───── RECORDS TO USE ─────
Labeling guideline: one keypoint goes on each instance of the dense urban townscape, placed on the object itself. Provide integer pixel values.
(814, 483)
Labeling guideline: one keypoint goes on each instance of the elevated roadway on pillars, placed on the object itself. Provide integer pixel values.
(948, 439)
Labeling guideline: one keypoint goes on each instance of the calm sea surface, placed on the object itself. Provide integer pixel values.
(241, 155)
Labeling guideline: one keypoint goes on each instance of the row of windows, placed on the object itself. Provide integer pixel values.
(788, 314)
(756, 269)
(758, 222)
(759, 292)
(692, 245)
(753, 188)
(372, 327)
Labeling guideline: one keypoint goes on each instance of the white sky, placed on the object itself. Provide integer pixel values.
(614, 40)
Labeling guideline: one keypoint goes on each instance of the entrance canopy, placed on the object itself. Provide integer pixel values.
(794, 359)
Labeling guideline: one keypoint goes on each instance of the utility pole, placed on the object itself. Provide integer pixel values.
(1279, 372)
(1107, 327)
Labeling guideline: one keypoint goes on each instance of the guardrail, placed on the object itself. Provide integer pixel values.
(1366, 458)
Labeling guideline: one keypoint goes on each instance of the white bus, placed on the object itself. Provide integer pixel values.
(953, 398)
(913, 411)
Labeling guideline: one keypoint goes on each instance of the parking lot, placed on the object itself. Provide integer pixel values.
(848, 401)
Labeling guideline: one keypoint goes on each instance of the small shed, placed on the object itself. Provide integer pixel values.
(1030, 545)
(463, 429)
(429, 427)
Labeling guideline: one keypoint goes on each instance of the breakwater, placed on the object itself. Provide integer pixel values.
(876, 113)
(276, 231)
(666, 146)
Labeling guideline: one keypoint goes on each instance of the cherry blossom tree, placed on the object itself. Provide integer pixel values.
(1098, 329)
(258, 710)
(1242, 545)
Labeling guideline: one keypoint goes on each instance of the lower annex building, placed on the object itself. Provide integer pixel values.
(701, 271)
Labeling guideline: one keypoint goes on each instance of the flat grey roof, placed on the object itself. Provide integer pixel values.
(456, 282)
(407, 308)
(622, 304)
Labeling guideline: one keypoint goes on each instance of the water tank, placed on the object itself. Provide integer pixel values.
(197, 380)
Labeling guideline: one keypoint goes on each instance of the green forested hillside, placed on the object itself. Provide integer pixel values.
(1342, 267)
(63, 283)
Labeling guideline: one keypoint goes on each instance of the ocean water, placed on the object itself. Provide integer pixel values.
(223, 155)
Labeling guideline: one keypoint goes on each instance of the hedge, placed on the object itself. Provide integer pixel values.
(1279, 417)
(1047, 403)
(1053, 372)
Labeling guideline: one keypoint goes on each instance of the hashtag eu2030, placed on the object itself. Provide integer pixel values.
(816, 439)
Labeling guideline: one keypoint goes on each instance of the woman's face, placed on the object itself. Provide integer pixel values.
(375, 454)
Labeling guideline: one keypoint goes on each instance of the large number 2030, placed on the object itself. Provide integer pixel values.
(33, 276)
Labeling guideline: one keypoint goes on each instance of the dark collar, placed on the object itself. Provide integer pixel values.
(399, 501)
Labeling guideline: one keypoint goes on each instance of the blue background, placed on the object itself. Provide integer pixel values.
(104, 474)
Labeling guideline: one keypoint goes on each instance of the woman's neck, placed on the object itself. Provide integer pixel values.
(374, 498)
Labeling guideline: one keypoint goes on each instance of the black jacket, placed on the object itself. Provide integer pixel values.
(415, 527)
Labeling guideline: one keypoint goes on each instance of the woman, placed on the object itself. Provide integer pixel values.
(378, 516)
─────
THE PROBLEM: Only the line containing "of the black" and the lines after it, through the end of the data, should be copied, exactly as they are.

RESPONSE TO THIS EXERCISE:
Labeling guideline: one keypoint goes on each instance of the black jacket, placed on the object itself. Provide integer pixel values.
(415, 527)
Labeling guideline: one keypoint goes on each instance of the woman, placed on the object itself. Provide integer pixel values.
(378, 516)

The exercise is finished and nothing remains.